— EXERCISE GOAL —
Produce an exact copy of all the records.

Location identification items:
**********

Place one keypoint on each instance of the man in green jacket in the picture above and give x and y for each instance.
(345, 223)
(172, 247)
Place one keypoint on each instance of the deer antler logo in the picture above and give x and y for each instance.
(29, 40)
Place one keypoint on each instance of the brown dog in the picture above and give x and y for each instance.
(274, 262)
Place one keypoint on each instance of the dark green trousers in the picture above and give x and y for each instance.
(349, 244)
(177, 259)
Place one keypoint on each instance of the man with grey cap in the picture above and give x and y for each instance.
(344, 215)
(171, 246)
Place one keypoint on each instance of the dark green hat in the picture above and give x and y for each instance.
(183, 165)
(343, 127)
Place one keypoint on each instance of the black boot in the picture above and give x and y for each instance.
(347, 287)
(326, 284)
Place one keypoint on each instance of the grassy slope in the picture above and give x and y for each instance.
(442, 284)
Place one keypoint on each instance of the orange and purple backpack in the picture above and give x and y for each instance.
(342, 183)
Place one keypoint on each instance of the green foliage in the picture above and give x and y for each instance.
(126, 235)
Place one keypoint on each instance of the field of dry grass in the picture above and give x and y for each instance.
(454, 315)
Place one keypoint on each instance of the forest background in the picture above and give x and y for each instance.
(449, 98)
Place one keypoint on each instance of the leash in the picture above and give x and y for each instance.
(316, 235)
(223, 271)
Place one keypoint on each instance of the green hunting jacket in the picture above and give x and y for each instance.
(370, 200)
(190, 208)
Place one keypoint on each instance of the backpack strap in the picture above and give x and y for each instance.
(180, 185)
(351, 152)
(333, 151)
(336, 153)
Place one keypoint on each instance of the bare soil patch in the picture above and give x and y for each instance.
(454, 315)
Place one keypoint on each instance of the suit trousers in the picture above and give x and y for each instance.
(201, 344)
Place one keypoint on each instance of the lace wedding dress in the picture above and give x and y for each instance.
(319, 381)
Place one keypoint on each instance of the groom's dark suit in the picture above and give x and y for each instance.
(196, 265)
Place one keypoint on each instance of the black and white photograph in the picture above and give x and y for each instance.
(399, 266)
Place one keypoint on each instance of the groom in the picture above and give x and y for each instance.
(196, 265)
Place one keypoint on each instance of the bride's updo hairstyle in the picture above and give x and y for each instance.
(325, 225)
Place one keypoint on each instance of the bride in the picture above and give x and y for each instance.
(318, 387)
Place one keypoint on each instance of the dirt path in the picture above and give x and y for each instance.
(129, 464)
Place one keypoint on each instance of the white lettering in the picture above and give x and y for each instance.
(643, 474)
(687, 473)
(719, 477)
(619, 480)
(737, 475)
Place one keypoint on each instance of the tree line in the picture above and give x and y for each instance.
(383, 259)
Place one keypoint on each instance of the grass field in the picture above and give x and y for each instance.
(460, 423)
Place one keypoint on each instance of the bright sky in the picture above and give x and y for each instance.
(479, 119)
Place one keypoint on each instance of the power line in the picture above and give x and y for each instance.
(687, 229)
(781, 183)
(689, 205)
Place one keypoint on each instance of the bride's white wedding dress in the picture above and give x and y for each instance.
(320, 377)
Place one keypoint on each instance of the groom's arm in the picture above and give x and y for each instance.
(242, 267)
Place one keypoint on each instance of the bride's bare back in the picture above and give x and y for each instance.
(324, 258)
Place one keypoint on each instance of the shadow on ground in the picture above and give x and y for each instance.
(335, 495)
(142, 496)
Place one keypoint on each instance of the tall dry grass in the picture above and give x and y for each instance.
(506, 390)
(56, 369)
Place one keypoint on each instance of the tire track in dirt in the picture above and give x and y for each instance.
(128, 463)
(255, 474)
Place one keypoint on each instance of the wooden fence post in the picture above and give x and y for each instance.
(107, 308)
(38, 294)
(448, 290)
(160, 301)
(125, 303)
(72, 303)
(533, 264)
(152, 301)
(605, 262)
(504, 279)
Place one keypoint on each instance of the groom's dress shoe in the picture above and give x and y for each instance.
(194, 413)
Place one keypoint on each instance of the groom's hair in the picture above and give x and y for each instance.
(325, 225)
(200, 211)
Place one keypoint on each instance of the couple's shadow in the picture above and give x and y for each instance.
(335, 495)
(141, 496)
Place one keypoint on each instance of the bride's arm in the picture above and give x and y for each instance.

**********

— TASK SOLUTION —
Place one keypoint on each instance of the man in green jacket in the picture above and give x and y for each instance.
(345, 223)
(172, 247)
Place one keypoint on each instance of the deer antler logo in the picture above and give x and y for each instance.
(29, 40)
Place one keypoint on each instance of the brown dog in the picture above and give x and y for each instance.
(274, 262)
Place one keypoint on each instance of the dark green trousers in the picture above and give x and y for each instance.
(349, 244)
(177, 259)
Place one keypoint on each instance of the man with grey cap in the picture above and give x and y for each instance.
(344, 215)
(171, 246)
Place one keypoint on each instance of the dark green hat in the picture above and give x and y for each instance.
(183, 165)
(343, 127)
Place one keypoint on each instance of the black boot in the picture above and give x and y for each instance.
(347, 287)
(326, 284)
Place one keypoint on each instance of the grassy slope in the picture above and give x and y for each instance.
(442, 284)
Place one keypoint on each instance of the orange and purple backpack in the picture above and give x and y for each instance.
(342, 183)
Place one keypoint on each instance of the green foliage in the picture above and give x and y for each instance.
(126, 235)
Place one keypoint on each instance of the field of dry grass in the picture above and give x and y for each instance.
(454, 315)
Place one keypoint on each instance of the forest background in the picture above and give x and y for each instance.
(449, 98)
Place one keypoint on each instance of the leash in the picture above and give x and y for each instance.
(316, 235)
(223, 271)
Place one keypoint on each instance of the green hunting jacket in the picture above and give x and y for each instance.
(370, 200)
(190, 208)
Place one keypoint on each instance of the backpack strap in the picture above and give x and y for each instance.
(180, 185)
(351, 152)
(333, 151)
(336, 153)
Place one keypoint on each instance of the bare soil patch in the picture above and give x and y for each instance.
(454, 315)
Place one keypoint on each instance of the suit trousers in the picture above and give x and y for each instance.
(201, 344)
Place one keypoint on each instance of the lace wedding dress in the picture above and give x and y for each instance.
(319, 381)
Place one keypoint on each instance of the groom's dark suit in the picture above and give x and y for each instance.
(196, 265)
Place one keypoint on each instance of the black and white photograph in the picture above and give x and y for each instance.
(399, 266)
Place one keypoint on each instance of the groom in the picture above and give x and y for each instance.
(196, 265)
Place one keypoint on each instance of the bride's updo hairstyle in the picture above and give x and y for each instance.
(325, 225)
Place one keypoint on each instance of the bride in the picture above and give x and y for each instance.
(318, 387)
Place one keypoint on each instance of the dirt path in the picture above and give x and y for each instance.
(129, 464)
Place one keypoint on each instance of the white lettering in the picture above and give x and y for each instance.
(643, 474)
(687, 473)
(719, 477)
(619, 480)
(737, 475)
Place one keypoint on each instance of the tree line in the picture above and give x and y for each instance.
(383, 259)
Place one keypoint on each instance of the grass field in the picture above and give x and y for each instance.
(460, 423)
Place one keypoint on each instance of the bright sky in the picture above and give x and y for each instance.
(479, 119)
Place one keypoint on each instance of the power line in the picture above and give x and y for each instance.
(687, 229)
(781, 183)
(689, 205)
Place one keypoint on each instance of the bride's white wedding dress in the picture above and give x and y for each instance.
(320, 377)
Place one keypoint on each instance of the groom's arm in the picture above and give x and y for each instance.
(242, 267)
Place one keypoint on each instance of the bride's bare back in the picture above and give x and y for each instance.
(324, 258)
Place one keypoint on each instance of the shadow on ground in the picture above and give x and y for each instance.
(335, 495)
(142, 496)
Place one keypoint on each instance of the tall dry grass in the picture above and give x and y for each instance.
(506, 390)
(56, 369)
Place one keypoint on each instance of the tire track in dirt in the picture above and give x and y for each instance.
(128, 463)
(255, 474)
Place one keypoint on each instance of the wooden fence post in the picture above and give x and y for each instance.
(107, 308)
(38, 294)
(448, 290)
(160, 301)
(125, 303)
(72, 303)
(533, 264)
(152, 301)
(605, 262)
(504, 279)
Place one keypoint on each instance of the groom's dress shoe in the picture above and give x and y for each instance.
(194, 413)
Place one keypoint on each instance of the groom's hair in the picture above and give x and y for each instance.
(325, 225)
(200, 211)
Place one keypoint on each instance of the couple's shadow in the picture above and give x and y for each instance.
(335, 495)
(141, 496)
Place one keypoint on each instance of the bride's arm in the picture above and give x and y for each instance.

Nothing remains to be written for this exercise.